▶ **STUDY QUESTIONS**:
• A. Write out the passage of the article on the M1T1 strain from "The pathogen, as" to "with kid gloves." word for word.
• B. Condense the paragraph of the article on the M1T1 strain that begins "The pathogen, as its name suggests" into a shorter version that keeps its main facts.

▶ **TEXT FOR ANALYSIS**:
************
Group A Streptococcus bacteria (red) coat their surfaces with M1 proteins (white), which sequester and neutralize natural antibiotics produced by the human body. [UC San Diego Health]
Group A Streptococcus bacteria (red) coat their surfaces with M1 proteins (white), which sequester and neutralize natural antibiotics produced by the human body. [UC San Diego Health]

The M1T1 strain of Streptococcus pyogenes is so virulent—and so notorious a cause of toxic shock-like syndrome and flesh-eating disease—that it has seized the attention of many scientists hoping to disarm it. These scientists have proposed various molecular mechanisms for M1T1’s depredations, but the pathogen still seemed to be hiding something up its sleeve, or sleeves.

The pathogen, as its name suggests, it is studded with M1 proteins, which reach out rather like tentacles. These tentacles, reports a group of scientists at the University of California, San Diego (UCSD), are not merely decorative, rather they account for the M1T1 strain’s exceptional ability to thwart a particular antimicrobial peptide, cathelicidin. This peptide, which is part of the innate immune system, is usually an effective pathogen killer, a piercer of microbial membranes and recruiter of infection-fighting cells. But it seems to treat M1T1 with kid gloves.

According to the UCSD scientists, M1 keeps cathelicidin at arm’s length. Its reach even extends to the cathelicidin precursor.

These results appeared October 14 in the journal Cell Host & Microbe, in an article entitled, “Group A Streptococcal M1 Protein Sequesters Cathelicidin to Evade Innate Immune Killing.”
************
▶ **SUPPLIED DATA**:
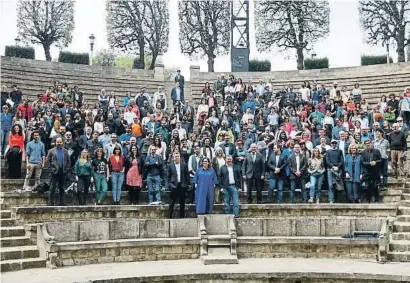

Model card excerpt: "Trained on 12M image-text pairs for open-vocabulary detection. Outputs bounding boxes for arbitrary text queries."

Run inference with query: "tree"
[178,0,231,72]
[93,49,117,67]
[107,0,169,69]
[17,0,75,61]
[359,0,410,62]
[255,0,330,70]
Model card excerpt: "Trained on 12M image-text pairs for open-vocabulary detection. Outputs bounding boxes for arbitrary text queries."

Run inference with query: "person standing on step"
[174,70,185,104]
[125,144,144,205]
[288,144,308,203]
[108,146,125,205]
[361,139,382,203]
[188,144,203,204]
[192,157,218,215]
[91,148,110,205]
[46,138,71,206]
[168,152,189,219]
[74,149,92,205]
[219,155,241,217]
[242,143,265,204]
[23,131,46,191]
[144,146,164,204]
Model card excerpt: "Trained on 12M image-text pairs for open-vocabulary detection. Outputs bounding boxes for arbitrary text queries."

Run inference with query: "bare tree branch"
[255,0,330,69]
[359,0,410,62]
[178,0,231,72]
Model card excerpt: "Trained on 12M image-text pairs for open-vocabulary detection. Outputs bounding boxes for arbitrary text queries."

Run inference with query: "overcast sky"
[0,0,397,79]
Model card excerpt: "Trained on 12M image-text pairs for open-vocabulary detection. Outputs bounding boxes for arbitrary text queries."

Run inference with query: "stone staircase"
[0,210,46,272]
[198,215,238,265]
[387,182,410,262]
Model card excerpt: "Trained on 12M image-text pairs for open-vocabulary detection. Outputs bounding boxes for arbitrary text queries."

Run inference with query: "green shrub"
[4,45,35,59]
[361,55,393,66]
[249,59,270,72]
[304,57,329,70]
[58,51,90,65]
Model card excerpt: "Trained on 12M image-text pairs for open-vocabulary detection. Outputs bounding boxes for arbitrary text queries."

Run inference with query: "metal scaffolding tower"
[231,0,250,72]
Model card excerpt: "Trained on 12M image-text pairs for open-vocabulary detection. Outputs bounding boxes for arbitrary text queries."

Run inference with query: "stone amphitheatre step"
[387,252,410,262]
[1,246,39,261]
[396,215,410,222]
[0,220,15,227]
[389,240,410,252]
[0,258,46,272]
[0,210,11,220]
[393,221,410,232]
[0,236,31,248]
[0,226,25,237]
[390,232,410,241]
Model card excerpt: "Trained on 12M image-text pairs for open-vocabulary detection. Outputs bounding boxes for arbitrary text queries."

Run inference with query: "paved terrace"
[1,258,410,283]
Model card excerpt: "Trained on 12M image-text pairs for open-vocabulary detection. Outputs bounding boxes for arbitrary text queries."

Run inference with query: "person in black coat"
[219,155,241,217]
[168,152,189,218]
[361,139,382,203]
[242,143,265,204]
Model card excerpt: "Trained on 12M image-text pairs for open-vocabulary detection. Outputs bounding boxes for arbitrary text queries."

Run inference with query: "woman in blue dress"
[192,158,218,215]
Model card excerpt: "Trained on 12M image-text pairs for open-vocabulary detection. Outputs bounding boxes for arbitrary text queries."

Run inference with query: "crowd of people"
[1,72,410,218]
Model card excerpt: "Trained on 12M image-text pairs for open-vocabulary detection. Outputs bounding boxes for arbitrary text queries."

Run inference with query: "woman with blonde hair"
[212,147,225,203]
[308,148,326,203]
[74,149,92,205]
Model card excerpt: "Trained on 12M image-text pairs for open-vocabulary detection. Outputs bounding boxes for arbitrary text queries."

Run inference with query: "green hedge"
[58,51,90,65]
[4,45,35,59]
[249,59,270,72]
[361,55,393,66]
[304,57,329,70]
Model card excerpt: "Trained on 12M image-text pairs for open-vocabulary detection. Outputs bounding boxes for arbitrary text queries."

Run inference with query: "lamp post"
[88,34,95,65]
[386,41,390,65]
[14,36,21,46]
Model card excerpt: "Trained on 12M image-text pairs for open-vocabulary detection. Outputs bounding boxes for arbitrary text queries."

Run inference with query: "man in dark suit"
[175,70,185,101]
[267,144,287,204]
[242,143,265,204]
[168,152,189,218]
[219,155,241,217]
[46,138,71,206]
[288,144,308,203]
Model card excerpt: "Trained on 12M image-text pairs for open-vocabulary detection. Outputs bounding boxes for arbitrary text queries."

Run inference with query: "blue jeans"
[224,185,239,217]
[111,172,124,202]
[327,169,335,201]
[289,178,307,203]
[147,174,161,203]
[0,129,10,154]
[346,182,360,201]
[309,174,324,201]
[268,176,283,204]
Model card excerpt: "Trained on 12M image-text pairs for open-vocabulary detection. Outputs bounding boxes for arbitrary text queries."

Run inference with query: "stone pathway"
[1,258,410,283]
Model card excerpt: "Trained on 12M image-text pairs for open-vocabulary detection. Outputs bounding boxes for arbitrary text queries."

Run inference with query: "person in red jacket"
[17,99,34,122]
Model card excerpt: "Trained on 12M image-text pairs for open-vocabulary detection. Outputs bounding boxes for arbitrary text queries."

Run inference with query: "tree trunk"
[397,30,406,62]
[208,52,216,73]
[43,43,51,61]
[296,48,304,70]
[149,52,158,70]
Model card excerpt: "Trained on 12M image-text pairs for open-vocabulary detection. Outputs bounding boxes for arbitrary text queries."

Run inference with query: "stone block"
************
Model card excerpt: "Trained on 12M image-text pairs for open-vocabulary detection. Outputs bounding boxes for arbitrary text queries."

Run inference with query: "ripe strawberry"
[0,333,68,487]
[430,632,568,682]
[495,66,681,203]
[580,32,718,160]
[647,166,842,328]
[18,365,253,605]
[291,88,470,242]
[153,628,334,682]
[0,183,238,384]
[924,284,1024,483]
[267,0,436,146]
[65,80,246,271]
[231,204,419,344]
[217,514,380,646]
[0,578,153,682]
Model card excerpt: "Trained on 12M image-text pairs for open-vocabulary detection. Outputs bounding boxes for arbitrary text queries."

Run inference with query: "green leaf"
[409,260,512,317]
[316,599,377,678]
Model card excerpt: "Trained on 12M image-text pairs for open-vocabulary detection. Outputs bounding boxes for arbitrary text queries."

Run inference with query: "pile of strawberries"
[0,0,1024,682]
************
▶ **SOLUTIONS TO THE PROBLEMS**:
• A.
The pathogen, as its name suggests, it is studded with M1 proteins, which reach out rather like tentacles. These tentacles, reports a group of scientists at the University of California, San Diego (UCSD), are not merely decorative, rather they account for the M1T1 strain’s exceptional ability to thwart a particular antimicrobial peptide, cathelicidin. This peptide, which is part of the innate immune system, is usually an effective pathogen killer, a piercer of microbial membranes and recruiter of infection-fighting cells. But it seems to treat M1T1 with kid gloves.

• B. The M1T1 strain is covered in tentacle-like M1 proteins. UCSD scientists report that these proteins give the strain its exceptional ability to thwart cathelicidin, an antimicrobial peptide of the innate immune system. Cathelicidin usually kills pathogens well by piercing microbial membranes and recruiting infection-fighting cells, but it seems to treat M1T1 gently.